[R] Graphical presentation of logistic regression

Thu Sep 15 15:05:01 CEST 2005

Jari Oksanen wrote:
> On Wed, 2005-09-14 at 06:29 -0500, Frank E Harrell Jr wrote:
> 
>>Beale, Colin wrote:
>>
>>>Hi,
>>>
>>>I wonder if anyone has written any code to implement the suggestions of
>>>Smart et al (2004) in the Bulletin of the Ecological Society of America
>>>for a new way of graphically presenting the results of logistic
>>>regression (see
>>>www.esapubs.org/bulletin/backissues/085-3/bulletinjuly2004_2column.htm#t
>>>ools1 for the full text)? I couldn't find anything relating to this sort
>>>of graphical representation of logistic models in the archives, but
>>>maybe someone has solved it already? In short, Smart et al suggest that
>>>a logistic regression be presented as a combination of the two
>>>histograms for successes and failures (with one presented upside down at
>>>the top of the figure, the other the right way up at the bottom)

Job 1 = List the names of everyone who appears as the writer of a message in the logistic regression thread.
Job 2 = Continue the forum thread on graphing logistic regression results from the point where it stops.

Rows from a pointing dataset
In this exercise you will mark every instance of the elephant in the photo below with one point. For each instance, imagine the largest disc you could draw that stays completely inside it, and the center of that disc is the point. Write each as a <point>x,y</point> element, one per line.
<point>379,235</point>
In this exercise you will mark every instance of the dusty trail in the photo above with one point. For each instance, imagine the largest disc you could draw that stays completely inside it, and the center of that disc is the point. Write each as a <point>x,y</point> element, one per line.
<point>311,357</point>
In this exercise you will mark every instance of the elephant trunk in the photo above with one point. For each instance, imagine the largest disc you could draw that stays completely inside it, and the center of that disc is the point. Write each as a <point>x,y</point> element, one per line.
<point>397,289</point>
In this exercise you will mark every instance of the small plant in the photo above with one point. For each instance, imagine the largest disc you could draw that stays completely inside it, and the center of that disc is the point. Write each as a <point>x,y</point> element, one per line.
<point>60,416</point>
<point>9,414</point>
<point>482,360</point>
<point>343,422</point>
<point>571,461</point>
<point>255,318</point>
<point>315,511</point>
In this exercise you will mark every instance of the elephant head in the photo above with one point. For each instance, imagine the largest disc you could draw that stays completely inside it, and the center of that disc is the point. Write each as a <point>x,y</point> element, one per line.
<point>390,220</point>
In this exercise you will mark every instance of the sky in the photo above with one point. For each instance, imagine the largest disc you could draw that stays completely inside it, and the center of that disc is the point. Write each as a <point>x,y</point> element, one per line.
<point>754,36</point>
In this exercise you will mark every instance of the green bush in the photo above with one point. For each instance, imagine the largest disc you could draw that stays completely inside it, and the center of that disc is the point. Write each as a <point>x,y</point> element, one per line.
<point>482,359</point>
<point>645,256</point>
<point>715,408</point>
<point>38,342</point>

Written response 1 = Jari Oksanen; Frank E Harrell Jr; Beale, Colin

Written response 2 =
>>>overlaid by the probability function (ie logistic curve). It's somewhat
>>>hard to describe, but is nicely illustrated in the full text version
>>>above. I think it is a sensible way of presenting these results and am
>>>keen to do so - at the moment I can only do this by generating the two
>>>histograms and the logistic curve separately (using hist() and lines()),
>>>then copying and pasting the graphs out of R and inverting one in a
>>>graphics package, before overlying the others. I'm sure this could be
>>>done within R and would be a handy plotting function to develop. Has
>>>anyone done so, or can anyone give me any pointers to doing this? I
>>>really nead to know how to invert a histogram and how to overlay this
>>>with another histogram "the right way up".
>>>
>>>Any thoughts would be welcome.
>>>
>>>Thanks in advance,
>>>Colin
>>
>> From what you describe, that is a poor way to represent the model 
>>except for judging discrimination ability (if the model is calibrated 
>>well).  Effect plots, odds ratio charts, and nomograms are better.  See 
>>the Design package for details.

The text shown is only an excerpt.